# EXERCISE DETAILS:
Make a verbatim transcription of the records, without the pictures.

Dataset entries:
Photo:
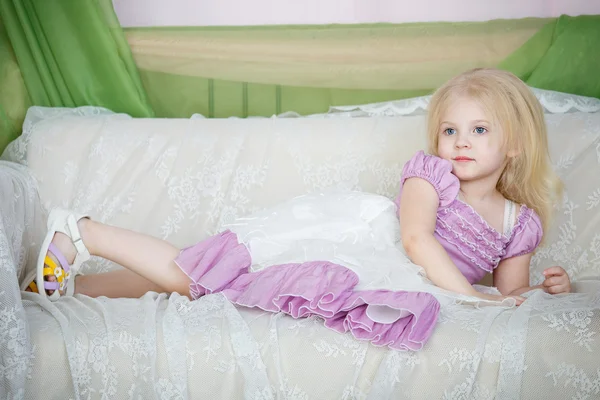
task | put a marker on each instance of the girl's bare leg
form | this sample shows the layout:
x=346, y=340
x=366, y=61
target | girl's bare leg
x=115, y=284
x=149, y=262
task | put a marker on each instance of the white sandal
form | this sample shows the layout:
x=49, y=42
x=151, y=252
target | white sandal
x=65, y=222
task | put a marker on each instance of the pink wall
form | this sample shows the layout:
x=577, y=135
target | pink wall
x=268, y=12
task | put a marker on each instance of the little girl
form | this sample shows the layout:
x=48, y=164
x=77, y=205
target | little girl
x=477, y=204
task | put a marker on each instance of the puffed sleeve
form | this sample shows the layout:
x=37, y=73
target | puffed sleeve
x=436, y=171
x=527, y=234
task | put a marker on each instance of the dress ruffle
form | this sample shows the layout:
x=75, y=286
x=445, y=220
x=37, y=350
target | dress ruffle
x=221, y=264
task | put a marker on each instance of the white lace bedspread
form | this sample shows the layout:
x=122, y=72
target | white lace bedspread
x=170, y=348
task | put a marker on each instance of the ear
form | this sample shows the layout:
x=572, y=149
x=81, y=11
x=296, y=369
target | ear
x=513, y=153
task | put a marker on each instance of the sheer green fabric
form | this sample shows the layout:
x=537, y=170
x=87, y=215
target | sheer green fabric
x=14, y=99
x=74, y=53
x=563, y=56
x=247, y=71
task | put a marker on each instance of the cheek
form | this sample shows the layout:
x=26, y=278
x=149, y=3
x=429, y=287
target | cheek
x=443, y=147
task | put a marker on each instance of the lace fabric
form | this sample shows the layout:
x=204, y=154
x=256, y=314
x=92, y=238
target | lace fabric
x=159, y=347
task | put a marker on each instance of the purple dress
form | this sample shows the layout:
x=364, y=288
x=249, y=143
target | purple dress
x=222, y=264
x=475, y=247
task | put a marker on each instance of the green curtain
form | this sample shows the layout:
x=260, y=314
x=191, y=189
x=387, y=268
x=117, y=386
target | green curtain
x=73, y=53
x=67, y=53
x=563, y=56
x=14, y=99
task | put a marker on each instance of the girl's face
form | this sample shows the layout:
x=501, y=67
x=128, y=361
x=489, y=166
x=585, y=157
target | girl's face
x=471, y=141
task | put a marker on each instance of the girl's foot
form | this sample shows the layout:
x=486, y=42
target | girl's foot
x=61, y=255
x=64, y=245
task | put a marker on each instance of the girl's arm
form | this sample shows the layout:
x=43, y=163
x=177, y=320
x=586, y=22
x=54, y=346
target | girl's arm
x=418, y=211
x=511, y=276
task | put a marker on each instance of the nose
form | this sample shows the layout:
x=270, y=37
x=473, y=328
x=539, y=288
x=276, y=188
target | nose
x=461, y=141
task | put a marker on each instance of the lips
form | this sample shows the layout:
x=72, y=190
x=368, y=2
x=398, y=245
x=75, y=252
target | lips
x=463, y=159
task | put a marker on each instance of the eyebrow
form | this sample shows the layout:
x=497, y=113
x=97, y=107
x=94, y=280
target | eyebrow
x=475, y=121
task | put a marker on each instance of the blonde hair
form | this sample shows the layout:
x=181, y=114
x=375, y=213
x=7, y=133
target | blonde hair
x=528, y=178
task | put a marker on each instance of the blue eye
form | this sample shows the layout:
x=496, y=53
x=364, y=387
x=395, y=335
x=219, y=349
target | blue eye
x=449, y=131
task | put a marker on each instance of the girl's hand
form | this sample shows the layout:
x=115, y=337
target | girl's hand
x=498, y=297
x=557, y=280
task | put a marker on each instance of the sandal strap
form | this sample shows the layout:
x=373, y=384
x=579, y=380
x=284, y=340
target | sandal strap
x=60, y=257
x=51, y=285
x=76, y=235
x=33, y=287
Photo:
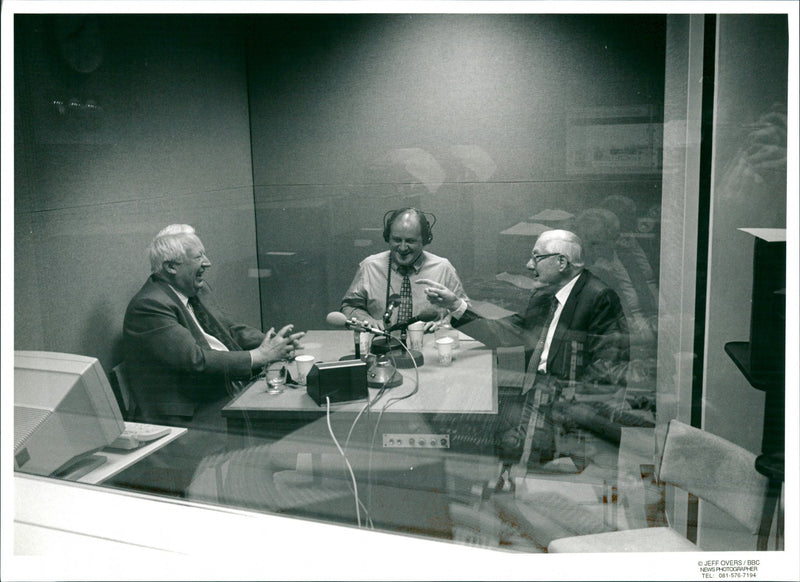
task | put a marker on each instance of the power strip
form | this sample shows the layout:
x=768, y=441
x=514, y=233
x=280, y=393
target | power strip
x=416, y=441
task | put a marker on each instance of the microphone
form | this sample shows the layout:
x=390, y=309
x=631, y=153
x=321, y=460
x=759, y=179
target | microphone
x=338, y=319
x=426, y=317
x=393, y=303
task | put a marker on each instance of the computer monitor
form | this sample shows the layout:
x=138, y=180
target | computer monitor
x=64, y=411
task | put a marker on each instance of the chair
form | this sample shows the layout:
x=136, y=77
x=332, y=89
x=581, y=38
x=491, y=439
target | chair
x=125, y=399
x=703, y=464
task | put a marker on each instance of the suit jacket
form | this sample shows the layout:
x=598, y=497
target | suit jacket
x=171, y=369
x=591, y=341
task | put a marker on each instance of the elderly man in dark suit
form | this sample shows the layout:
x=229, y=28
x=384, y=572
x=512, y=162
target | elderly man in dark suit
x=574, y=333
x=184, y=359
x=182, y=354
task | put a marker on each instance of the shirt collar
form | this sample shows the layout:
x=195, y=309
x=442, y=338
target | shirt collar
x=184, y=299
x=563, y=294
x=415, y=266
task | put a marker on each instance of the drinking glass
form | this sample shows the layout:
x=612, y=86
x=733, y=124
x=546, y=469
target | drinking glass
x=276, y=377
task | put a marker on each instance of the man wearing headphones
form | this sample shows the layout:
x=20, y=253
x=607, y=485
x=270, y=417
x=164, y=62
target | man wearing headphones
x=383, y=291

# WRITTEN ANSWER:
Photo:
task | put a marker on each instance of the girl's bare leg
form | this sample shows the layout:
x=346, y=340
x=366, y=61
target | girl's bare leg
x=115, y=284
x=149, y=262
task | put a marker on each instance of the white sandal
form | this sample shows the layout:
x=49, y=42
x=151, y=252
target | white sandal
x=65, y=222
task | put a marker on each instance of the pink wall
form | this sample shows the layout:
x=577, y=135
target | pink wall
x=268, y=12
task | put a marker on each instance of the little girl
form | this sample shows the layout:
x=48, y=164
x=77, y=205
target | little girl
x=477, y=204
task | put a marker on each instance of the puffed sleeve
form | this sample shows the layout:
x=37, y=73
target | puffed sleeve
x=436, y=171
x=527, y=234
task | put a marker on each instance of the dress ruffle
form | this sample shows the layout:
x=75, y=286
x=445, y=220
x=37, y=350
target | dress ruffle
x=221, y=264
task | put a marker on each instance of the white lace bedspread
form | this sample shows the layout:
x=122, y=72
target | white lace bedspread
x=170, y=348
task | put a marker on each instance of the ear
form | this sample shows the layout:
x=572, y=149
x=81, y=11
x=296, y=369
target | ear
x=513, y=153
task | put a marker on each instance of the sheer green fabric
form | this sample shows the layout:
x=537, y=170
x=87, y=215
target | sheer green fabric
x=14, y=99
x=74, y=53
x=563, y=56
x=247, y=71
task | put a marker on each instance of the cheek
form | this sample shows the layout:
x=26, y=278
x=149, y=3
x=429, y=287
target | cheek
x=443, y=147
task | put a marker on each instance of the lace fabric
form | this sample shows the layout:
x=204, y=154
x=256, y=314
x=92, y=238
target | lace fabric
x=159, y=347
task | put a marker on each instance of the purple dress
form | this sample shows the layout:
x=364, y=288
x=249, y=143
target | purple dress
x=222, y=264
x=475, y=247
task | put a marker on each instance of the green curtain
form | this sample shows the layout:
x=260, y=314
x=191, y=189
x=387, y=268
x=117, y=386
target | green curtain
x=73, y=53
x=67, y=53
x=563, y=56
x=14, y=99
task | put a marker on each instance of the girl's face
form | this sample shows the layout:
x=501, y=67
x=128, y=361
x=489, y=166
x=585, y=157
target | girl's face
x=471, y=141
task | put a marker on each instance of the girl's foot
form | this sample shows the layout:
x=486, y=42
target | girl's foot
x=61, y=255
x=64, y=245
task | put a marker on each instance of the girl's arm
form | this sample shows the layout:
x=43, y=163
x=177, y=320
x=586, y=22
x=54, y=346
target | girl's arm
x=418, y=211
x=511, y=276
task | put a marker on each instance of the nose
form | this sample shows the layout:
x=270, y=37
x=473, y=328
x=539, y=288
x=276, y=188
target | nose
x=461, y=141
task | put a marker on each instance of the lips
form | this sample shows the layout:
x=72, y=190
x=368, y=2
x=398, y=245
x=75, y=252
target | lips
x=463, y=159
task | put a marker on each instance of the eyebrow
form | this sample shows the layout:
x=497, y=113
x=97, y=107
x=94, y=280
target | eyebrow
x=475, y=121
task | put a marker on each instance of the blonde hair
form | this sample shows the layout:
x=181, y=114
x=375, y=213
x=7, y=133
target | blonde hair
x=528, y=178
task | put a marker on each instance of the blue eye
form | this sample shows the layout:
x=496, y=53
x=364, y=387
x=395, y=335
x=219, y=349
target | blue eye
x=449, y=131
task | put a marker on each instance of the girl's hand
form | this sample shows the layout:
x=115, y=337
target | girl's hand
x=498, y=297
x=557, y=280
task | put a marker on each instance of the sandal strap
form | this sample shows the layout:
x=373, y=384
x=579, y=380
x=284, y=340
target | sandal strap
x=60, y=257
x=51, y=285
x=76, y=235
x=33, y=287
Photo:
task | put a marker on each instance of the power strip
form | this sample shows the layout:
x=768, y=441
x=514, y=233
x=280, y=393
target | power strip
x=416, y=441
task | put a marker on each instance of the microphone
form | this sample shows the layout:
x=390, y=309
x=631, y=153
x=321, y=460
x=759, y=179
target | microphone
x=338, y=319
x=426, y=317
x=393, y=303
task | put a marker on each instance of the computer monitor
form | this sample shows the layout:
x=138, y=180
target | computer monitor
x=64, y=411
task | put a marker on each instance of the chair
form | this sample shows the layout:
x=136, y=77
x=332, y=89
x=581, y=38
x=491, y=439
target | chair
x=125, y=399
x=703, y=464
task | put a marker on each instance of the suit jacket
form | this sample shows the layout:
x=598, y=497
target | suit jacket
x=171, y=369
x=591, y=341
task | put a marker on each instance of the elderly man in dark suit
form | this sample shows the layout:
x=229, y=28
x=384, y=572
x=512, y=162
target | elderly man in dark suit
x=574, y=333
x=184, y=359
x=182, y=354
task | put a marker on each instance of the shirt collar
form | this sample shows the layout:
x=195, y=309
x=442, y=338
target | shirt collar
x=184, y=299
x=563, y=294
x=415, y=266
task | put a marker on each instance of the drinking glass
form | this sample shows the layout:
x=612, y=86
x=733, y=124
x=546, y=469
target | drinking glass
x=276, y=377
task | put a marker on each instance of the man wearing headphones
form | this sample shows the layout:
x=20, y=253
x=607, y=485
x=270, y=417
x=164, y=62
target | man wearing headphones
x=383, y=291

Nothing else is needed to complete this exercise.